▶ [Votre objectif] Poursuivez le texte sur la transposition policière de Hamlet en Kiki en enchaînant après sa dernière phrase.

▶ [Texte]
Dans sa préparation de son triple meurtre, Kiki joue à cache-cache avec les
experts de la justice et ce jeu relève de son art. Cette métamorphose de Hamlet
en Kiki, selon un schéma policier, est certes une dévalorisation du personnage.
De même Horatio, confident chez Shakespeare, devient le Dr Laurat : l’ami
qui écoute, dans la pièce, est caricaturé en « psy » qu’il faut payer pour bénéficier de ses
services.
Remarquons la disparition du personnage de Fortinbras. Pourtant le chapitre
IX garde en exergue la citation : « O mort ! quelle fête dans
ton infernale demeure » Et l’arrière-plan historico-politique est devenu
un fait divers crapuleux dans la bourgeoisie française.

Entrées enregistrées

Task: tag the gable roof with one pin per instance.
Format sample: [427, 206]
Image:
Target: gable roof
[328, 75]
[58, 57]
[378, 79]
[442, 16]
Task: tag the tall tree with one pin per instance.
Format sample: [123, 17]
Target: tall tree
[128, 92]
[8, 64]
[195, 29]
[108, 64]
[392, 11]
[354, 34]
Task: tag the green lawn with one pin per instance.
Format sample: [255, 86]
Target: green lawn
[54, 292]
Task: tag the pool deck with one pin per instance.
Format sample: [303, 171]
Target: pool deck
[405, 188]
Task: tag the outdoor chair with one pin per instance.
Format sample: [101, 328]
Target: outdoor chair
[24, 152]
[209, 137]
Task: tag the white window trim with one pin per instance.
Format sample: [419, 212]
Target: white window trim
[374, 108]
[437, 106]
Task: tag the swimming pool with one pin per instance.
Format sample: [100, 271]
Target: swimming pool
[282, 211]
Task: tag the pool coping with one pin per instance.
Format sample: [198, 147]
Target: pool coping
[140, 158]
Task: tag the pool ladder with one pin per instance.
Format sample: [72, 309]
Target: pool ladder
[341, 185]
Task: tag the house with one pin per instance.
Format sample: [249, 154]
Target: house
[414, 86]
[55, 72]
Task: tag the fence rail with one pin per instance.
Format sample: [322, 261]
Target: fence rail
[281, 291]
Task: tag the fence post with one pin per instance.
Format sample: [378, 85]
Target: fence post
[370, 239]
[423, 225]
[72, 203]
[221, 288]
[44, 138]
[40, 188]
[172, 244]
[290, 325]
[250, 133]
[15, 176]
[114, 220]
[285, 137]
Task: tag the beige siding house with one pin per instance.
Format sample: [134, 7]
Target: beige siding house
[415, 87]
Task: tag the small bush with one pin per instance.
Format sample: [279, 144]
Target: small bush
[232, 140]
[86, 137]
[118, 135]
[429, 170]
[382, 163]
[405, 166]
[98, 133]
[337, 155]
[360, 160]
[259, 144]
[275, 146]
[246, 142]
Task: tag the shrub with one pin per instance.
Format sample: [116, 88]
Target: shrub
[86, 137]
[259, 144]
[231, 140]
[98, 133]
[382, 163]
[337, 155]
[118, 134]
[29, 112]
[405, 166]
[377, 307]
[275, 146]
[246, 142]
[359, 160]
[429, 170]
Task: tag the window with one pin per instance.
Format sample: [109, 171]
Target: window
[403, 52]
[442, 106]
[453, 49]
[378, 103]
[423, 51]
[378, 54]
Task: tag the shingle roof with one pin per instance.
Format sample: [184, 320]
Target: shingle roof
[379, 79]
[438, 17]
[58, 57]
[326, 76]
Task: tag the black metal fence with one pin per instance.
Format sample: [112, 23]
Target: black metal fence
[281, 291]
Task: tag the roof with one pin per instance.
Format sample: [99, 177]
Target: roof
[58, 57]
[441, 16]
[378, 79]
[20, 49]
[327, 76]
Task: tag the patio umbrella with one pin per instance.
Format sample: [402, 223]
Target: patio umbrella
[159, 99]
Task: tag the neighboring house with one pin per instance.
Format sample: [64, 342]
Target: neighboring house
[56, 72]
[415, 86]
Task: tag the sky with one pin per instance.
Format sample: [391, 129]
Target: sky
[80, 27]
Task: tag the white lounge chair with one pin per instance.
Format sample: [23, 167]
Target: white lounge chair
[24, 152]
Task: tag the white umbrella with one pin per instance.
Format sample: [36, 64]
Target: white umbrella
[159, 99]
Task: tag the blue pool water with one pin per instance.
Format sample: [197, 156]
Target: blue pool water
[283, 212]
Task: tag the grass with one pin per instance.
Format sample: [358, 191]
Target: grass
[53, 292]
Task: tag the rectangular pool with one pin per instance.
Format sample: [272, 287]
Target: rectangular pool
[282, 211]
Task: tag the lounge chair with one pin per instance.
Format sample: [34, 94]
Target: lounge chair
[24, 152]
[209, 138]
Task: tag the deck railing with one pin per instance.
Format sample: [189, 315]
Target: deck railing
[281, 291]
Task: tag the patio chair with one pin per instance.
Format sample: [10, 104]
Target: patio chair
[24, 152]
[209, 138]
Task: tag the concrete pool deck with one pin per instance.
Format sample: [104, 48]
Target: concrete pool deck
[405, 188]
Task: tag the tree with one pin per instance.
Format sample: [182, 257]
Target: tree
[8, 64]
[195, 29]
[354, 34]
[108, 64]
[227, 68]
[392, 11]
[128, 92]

▶ [Résultat produit]
Par contre le procédé de la mise en abyme est gardé et renforcé :
méditant sur son projet de crime, Kiki est placé devant un miroir au chapitre
III et prétend agir en artiste et produire un crime parfait. Du grand art.
Il cite Gide, l’inventeur de la "mise en abyme" : « Je
vais être à Landru ce que Picasso est à Velasquez [...] Moi je
vais travailler en artiste, à la Sade, à la Byron, à la Gide." Kiki planifiera donc son crime en artiste et se regarde à distance.
Sommes-nous alors dans la parodie ou un règlement de compte ? Finalement, le lecteur lui-même aura du mal à décider, il sera lui aussi "embrumé" comme le dit un personnage dans les dernières lignes :
"- Oui, monsieur le Directeur, je suis fatigué, répondit Volmand. Je me sens même un peu embrumé à mon tour.
- Embrumé ? répéta le directeur sans comprendre."
Extrait
"- Maman, je crains que sous vos dehors de grande dame vous ne voyiez pas plus loin que votre futilité et votre égoïsme.
- Tu es venu pour m'injurier ?
- Je suis venu pour vous dire la vérité sur ce que vous avez fait.
- Et qu'est-ce que j'ai fait ?
- Vous avez provoqué la mort de mon père.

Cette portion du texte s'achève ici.